Randomized controlled trials involving 50–200 participants with chronic venous insufficiency (CVI) demonstrate that oral troxerutin (900–1800 mg/day) significantly reduces leg edema, heaviness, and pain compared to placebo, with moderate-quality evidence supporting its clinical use. A notable combination product, O-(β-hydroxyethyl)-rutosides (troxerutin combined with other hydroxyethylrutosides), has been studied extensively in European trials for CVI and pregnancy-related varicosities, showing measurable reductions in ankle circumference. Animal model studies (murine models) show troxerutin reverses high-fat-diet-induced central insulin resistance by reducing IRS-1 serine phosphorylation and restoring Akt/PI3K signaling in the hypothalamus, though no human trials have replicated this. Overall, evidence is strongest for venous and capillary indications, while neuroprotective and metabolic effects remain preliminary pending human data.
Troxerutin is generally well tolerated at therapeutic doses (450–1800 mg/day orally), with the most commonly reported adverse effects being mild gastrointestinal symptoms such as nausea, heartburn, and diarrhea occurring in fewer than 5% of users in clinical trials. Due to its antiplatelet properties, troxerutin may potentiate the effects of anticoagulant and antiplatelet drugs including warfarin, aspirin, and clopidogrel, increasing bleeding risk; caution and INR monitoring are advised with concurrent use. Troxerutin has been studied in pregnant women for varicose veins, particularly in the second and third trimesters, with no significant teratogenicity signals identified, though first-trimester use lacks sufficient safety data and should be avoided without medical supervision. Individuals with known hypersensitivity to rutin, quercetin, or related flavonoids should avoid troxerutin.

MATERIAL SHOWN>

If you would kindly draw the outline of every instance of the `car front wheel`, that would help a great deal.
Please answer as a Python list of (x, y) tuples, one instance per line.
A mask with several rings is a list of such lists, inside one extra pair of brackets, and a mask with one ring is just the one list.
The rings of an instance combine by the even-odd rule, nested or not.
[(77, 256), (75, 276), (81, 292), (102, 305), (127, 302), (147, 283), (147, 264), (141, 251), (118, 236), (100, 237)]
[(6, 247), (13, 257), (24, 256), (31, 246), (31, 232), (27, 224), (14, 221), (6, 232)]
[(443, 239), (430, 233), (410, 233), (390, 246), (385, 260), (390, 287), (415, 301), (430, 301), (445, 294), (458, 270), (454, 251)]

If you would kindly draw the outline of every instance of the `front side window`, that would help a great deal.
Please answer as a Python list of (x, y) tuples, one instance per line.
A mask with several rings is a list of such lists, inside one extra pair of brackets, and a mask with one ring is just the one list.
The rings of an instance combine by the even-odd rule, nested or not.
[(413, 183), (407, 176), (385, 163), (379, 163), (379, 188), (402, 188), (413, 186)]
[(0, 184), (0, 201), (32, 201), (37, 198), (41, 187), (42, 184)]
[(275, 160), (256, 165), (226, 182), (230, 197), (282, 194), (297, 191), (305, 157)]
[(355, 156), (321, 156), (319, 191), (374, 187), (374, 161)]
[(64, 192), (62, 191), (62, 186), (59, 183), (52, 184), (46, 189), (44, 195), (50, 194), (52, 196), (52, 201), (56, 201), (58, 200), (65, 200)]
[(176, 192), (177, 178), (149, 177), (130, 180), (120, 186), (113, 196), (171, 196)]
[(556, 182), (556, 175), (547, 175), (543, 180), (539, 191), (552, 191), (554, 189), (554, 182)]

TASK TO COMPLETE> Pull out everything in the troxerutin passage from "Troxerutin is generally" down to "should avoid troxerutin.". The listing has nothing to do with the troxerutin passage.

REPLY TO THE TASK>
Troxerutin is generally well tolerated at therapeutic doses (450–1800 mg/day orally), with the most commonly reported adverse effects being mild gastrointestinal symptoms such as nausea, heartburn, and diarrhea occurring in fewer than 5% of users in clinical trials. Due to its antiplatelet properties, troxerutin may potentiate the effects of anticoagulant and antiplatelet drugs including warfarin, aspirin, and clopidogrel, increasing bleeding risk; caution and INR monitoring are advised with concurrent use. Troxerutin has been studied in pregnant women for varicose veins, particularly in the second and third trimesters, with no significant teratogenicity signals identified, though first-trimester use lacks sufficient safety data and should be avoided without medical supervision. Individuals with known hypersensitivity to rutin, quercetin, or related flavonoids should avoid troxerutin.